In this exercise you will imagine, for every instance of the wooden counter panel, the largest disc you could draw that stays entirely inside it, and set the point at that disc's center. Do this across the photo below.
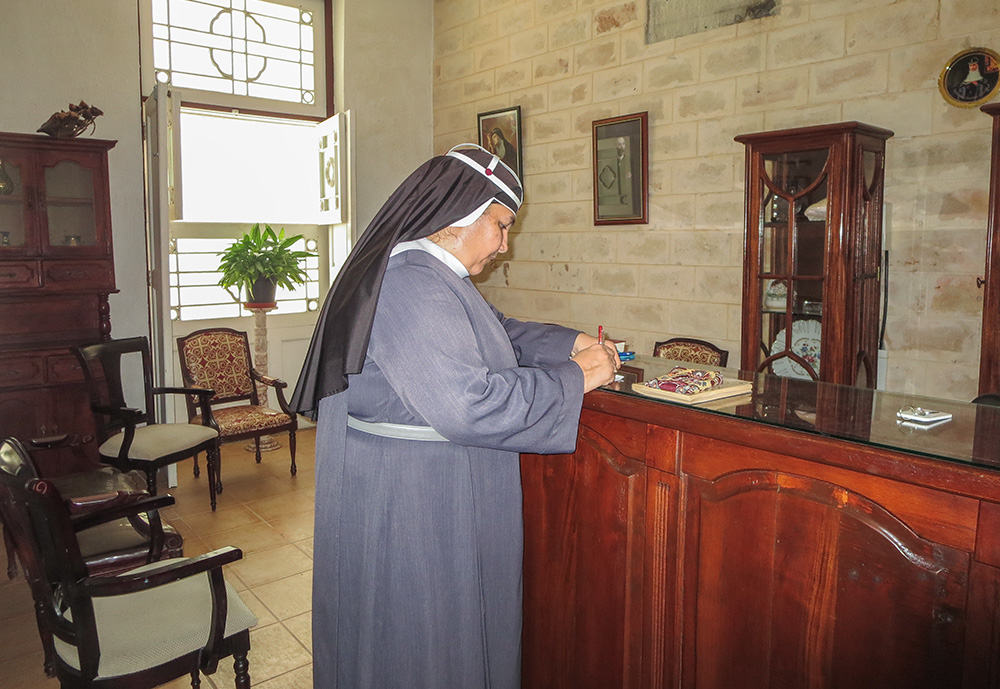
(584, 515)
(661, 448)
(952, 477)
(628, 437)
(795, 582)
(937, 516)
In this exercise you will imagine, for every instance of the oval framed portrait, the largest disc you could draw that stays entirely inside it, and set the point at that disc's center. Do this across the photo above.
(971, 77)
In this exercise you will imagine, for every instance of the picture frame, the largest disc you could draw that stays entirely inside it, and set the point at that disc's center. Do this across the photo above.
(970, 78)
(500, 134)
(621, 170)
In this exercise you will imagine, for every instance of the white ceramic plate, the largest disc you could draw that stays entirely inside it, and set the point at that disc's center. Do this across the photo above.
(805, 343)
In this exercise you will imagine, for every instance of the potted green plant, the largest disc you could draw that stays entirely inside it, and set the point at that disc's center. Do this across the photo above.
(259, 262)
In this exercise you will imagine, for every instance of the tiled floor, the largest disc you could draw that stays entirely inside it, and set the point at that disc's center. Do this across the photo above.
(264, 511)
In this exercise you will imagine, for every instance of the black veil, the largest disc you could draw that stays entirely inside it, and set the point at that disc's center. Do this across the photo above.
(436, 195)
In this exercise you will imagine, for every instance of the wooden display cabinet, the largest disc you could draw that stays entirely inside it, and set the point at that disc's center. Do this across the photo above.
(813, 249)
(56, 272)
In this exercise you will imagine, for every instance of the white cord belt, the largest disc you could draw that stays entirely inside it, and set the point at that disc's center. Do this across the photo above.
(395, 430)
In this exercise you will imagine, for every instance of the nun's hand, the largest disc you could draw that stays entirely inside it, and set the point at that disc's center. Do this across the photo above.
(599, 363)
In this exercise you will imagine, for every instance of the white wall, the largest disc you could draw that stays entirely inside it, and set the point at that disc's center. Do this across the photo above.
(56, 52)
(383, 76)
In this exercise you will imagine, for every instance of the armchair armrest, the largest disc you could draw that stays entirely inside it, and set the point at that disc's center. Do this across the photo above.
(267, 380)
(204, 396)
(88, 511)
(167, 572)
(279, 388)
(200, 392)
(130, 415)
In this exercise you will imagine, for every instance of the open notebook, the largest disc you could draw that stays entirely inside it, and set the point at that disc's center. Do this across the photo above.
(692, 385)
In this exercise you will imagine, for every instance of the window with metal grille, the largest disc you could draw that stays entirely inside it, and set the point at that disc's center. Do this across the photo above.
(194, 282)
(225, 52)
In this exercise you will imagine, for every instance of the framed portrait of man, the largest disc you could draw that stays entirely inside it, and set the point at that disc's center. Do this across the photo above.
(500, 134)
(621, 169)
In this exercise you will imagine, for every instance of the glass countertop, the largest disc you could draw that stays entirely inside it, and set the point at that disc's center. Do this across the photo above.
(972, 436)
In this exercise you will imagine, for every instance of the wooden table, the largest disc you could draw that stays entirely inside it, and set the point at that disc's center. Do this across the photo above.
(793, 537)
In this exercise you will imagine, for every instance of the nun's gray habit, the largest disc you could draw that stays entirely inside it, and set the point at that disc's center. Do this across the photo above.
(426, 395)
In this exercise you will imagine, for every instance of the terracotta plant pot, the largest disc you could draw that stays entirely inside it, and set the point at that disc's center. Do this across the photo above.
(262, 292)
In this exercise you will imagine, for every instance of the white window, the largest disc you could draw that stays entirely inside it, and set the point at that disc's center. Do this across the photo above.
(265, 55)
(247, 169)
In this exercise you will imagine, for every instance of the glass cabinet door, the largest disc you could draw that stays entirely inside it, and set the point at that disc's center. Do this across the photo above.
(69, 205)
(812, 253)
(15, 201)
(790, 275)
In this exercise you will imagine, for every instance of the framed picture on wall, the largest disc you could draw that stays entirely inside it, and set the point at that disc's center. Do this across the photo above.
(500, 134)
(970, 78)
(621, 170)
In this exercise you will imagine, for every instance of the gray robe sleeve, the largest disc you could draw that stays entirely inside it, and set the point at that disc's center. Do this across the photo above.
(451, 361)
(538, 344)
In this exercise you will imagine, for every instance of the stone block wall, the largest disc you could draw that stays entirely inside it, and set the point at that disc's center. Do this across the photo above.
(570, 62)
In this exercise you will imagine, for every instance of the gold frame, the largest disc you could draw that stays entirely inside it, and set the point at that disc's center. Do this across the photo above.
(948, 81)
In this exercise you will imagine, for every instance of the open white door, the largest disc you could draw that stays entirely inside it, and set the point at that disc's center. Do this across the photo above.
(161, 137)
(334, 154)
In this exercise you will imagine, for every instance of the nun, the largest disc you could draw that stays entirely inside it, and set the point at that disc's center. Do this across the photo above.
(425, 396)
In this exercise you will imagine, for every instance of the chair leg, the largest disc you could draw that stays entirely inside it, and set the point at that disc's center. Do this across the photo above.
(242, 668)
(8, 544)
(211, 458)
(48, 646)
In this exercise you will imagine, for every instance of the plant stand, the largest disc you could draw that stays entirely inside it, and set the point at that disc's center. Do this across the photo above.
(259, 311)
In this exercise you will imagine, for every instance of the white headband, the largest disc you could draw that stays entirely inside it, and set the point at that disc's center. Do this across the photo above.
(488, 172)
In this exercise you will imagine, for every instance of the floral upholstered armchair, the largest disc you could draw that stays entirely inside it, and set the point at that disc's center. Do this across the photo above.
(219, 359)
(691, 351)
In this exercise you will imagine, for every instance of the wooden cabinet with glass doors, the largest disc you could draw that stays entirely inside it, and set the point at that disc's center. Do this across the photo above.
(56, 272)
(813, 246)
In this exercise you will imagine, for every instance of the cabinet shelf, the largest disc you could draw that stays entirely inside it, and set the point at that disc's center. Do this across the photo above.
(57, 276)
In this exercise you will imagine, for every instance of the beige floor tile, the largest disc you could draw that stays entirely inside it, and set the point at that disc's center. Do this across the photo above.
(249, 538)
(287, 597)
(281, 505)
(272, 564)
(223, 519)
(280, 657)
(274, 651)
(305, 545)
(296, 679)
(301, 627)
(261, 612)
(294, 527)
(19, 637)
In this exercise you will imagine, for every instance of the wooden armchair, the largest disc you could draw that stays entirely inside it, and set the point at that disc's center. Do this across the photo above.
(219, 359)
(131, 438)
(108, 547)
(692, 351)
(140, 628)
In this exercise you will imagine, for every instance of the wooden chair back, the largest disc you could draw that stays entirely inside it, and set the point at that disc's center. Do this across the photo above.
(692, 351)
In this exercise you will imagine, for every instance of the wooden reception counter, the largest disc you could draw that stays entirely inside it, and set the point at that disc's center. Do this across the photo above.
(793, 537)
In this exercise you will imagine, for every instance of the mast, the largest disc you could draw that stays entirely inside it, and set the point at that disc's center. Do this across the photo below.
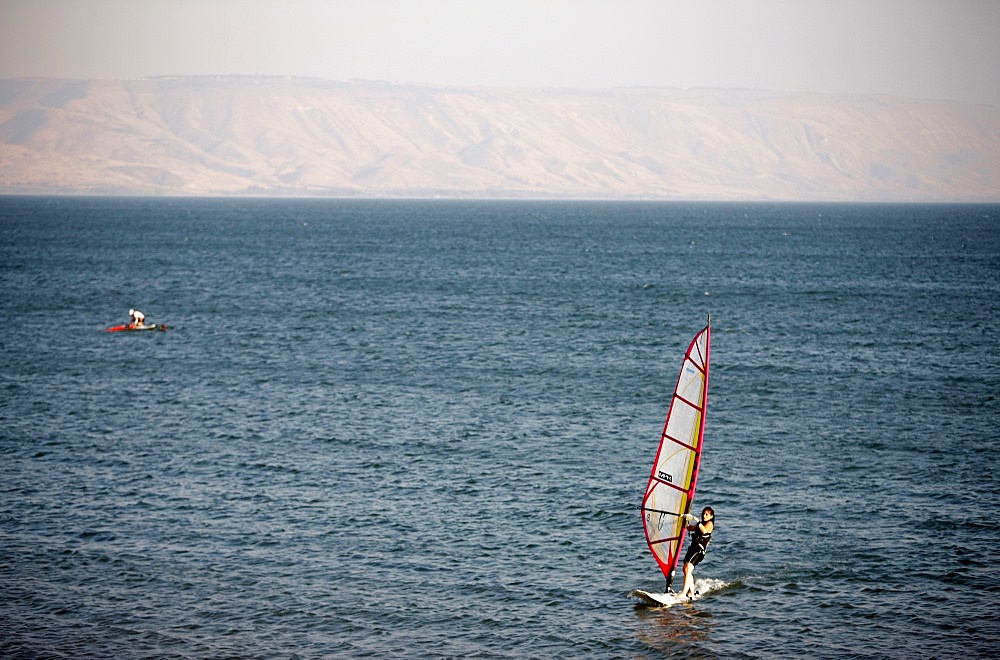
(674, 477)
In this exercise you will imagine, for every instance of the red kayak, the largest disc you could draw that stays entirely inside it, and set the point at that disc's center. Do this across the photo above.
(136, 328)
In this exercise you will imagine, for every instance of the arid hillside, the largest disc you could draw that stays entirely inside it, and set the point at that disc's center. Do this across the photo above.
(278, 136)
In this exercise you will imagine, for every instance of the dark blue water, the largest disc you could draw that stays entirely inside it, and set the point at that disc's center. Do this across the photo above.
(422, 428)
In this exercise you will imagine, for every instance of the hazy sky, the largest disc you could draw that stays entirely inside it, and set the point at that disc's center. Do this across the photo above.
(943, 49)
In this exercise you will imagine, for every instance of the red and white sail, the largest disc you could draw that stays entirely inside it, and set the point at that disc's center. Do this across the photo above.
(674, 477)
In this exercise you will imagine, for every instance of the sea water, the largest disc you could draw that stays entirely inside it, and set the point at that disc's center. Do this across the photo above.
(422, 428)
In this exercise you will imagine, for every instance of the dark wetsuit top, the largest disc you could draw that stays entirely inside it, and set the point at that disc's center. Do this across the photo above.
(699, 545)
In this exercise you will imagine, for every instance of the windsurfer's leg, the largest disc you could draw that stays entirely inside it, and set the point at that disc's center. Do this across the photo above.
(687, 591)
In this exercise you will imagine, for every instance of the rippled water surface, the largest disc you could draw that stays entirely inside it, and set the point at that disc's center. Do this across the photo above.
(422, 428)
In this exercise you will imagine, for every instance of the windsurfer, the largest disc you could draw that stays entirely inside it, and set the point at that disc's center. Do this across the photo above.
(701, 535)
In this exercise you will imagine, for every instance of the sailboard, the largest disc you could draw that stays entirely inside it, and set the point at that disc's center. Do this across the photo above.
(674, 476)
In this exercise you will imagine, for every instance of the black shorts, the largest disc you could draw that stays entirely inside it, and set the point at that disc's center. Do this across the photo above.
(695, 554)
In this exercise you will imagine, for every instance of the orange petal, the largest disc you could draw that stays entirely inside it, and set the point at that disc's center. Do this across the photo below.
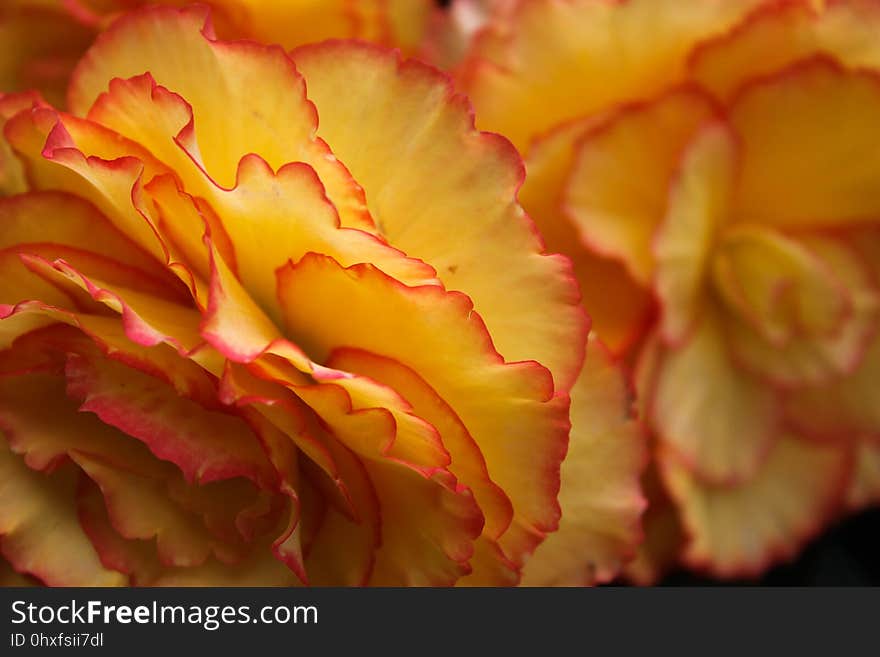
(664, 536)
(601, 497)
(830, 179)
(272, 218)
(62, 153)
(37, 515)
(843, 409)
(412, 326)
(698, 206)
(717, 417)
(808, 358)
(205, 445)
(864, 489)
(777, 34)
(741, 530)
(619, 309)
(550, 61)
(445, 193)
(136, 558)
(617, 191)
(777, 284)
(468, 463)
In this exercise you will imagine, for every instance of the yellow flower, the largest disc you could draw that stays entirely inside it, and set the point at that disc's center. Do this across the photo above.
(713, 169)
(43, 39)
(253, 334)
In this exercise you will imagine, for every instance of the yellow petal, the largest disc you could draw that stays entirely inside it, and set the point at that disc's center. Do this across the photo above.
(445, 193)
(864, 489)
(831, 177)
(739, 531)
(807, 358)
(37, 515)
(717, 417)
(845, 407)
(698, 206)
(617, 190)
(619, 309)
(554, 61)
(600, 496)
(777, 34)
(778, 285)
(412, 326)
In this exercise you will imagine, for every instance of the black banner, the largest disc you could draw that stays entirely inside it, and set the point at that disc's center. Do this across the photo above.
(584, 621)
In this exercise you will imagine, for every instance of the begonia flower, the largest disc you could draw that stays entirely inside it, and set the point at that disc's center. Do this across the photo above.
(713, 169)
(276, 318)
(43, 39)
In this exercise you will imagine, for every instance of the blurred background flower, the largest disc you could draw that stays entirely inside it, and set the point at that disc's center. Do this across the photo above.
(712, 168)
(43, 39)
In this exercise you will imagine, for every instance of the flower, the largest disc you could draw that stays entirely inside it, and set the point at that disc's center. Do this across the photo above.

Your objective — Reproduce the entries word for word, starting at the line that contains "of the blurred" and ending with the final line of the entries.

Exercise response —
In this exercise you will imagine, for every instance of the blurred background flower, the largest disc you could draw that stays entirely inside it, and set the point at that disc's center. Do this across the photo above.
(712, 168)
(43, 39)
In this exercise you will imagine, for every instance of the flower, the largest disc you could draw that stays entirely inside it, and set the point at that disc's center. Do this across the photo above.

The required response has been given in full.